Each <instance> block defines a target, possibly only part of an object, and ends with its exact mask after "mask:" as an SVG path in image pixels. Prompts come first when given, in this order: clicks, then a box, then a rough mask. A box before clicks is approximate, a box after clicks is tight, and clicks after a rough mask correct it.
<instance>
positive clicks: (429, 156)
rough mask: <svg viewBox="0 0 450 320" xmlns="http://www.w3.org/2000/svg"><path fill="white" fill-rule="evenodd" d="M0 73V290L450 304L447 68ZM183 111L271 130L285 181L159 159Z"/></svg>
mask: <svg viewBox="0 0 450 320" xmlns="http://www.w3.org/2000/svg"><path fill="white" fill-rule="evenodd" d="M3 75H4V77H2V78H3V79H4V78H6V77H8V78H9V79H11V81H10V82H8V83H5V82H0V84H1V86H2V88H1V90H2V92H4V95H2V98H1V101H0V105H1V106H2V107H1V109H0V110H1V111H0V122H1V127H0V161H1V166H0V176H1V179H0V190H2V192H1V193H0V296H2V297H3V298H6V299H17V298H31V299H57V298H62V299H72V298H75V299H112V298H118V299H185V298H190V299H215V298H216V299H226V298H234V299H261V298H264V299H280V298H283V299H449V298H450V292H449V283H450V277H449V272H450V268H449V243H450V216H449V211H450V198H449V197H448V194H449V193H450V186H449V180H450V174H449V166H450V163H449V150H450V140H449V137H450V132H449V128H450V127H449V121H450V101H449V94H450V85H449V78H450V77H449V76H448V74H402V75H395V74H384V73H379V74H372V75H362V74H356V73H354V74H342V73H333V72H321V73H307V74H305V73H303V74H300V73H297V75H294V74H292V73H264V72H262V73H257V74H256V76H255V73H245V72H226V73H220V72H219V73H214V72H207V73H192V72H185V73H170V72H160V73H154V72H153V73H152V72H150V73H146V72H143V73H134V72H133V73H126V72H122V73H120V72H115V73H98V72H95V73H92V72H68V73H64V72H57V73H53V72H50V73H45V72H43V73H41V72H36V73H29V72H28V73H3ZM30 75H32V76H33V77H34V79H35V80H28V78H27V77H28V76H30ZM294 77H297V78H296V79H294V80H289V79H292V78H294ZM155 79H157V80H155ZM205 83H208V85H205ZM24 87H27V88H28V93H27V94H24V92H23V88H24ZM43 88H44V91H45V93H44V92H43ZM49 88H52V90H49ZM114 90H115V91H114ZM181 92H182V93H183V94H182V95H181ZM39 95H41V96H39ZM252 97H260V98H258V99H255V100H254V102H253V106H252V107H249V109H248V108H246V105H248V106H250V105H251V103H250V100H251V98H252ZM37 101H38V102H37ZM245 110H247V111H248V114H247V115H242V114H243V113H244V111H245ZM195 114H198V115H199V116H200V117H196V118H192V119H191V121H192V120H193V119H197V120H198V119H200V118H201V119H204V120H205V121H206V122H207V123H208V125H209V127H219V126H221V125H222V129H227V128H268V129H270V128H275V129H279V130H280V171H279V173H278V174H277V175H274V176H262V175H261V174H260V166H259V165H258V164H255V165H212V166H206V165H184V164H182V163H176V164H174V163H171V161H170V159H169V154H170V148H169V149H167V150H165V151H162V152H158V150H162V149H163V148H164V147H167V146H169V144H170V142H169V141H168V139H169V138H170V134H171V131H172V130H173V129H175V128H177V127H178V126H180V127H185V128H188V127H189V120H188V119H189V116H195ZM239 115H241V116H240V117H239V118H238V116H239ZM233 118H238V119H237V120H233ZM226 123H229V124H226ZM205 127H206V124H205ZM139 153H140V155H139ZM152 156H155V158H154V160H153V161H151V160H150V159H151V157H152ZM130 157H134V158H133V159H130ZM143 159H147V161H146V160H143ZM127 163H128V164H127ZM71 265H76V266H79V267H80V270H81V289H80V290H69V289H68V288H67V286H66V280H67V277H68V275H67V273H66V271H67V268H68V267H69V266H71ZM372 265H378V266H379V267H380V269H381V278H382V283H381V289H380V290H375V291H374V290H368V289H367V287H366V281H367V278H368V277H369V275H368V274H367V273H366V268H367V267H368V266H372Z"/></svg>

REQUIRED ACTION:
Beginning at the opening line of the data, transcribe each line exactly until you reach the line with "positive clicks: (429, 156)", which you also include, and go no further.

TASK RESPONSE:
Each <instance> block defines a target, possibly only part of an object, and ends with its exact mask after "mask:" as an SVG path in image pixels. Prompts come first when given, in this order: clicks, then a box, then a rough mask. A box before clicks is approximate, a box after clicks is tight, and clicks after a rough mask correct it.
<instance>
positive clicks: (429, 156)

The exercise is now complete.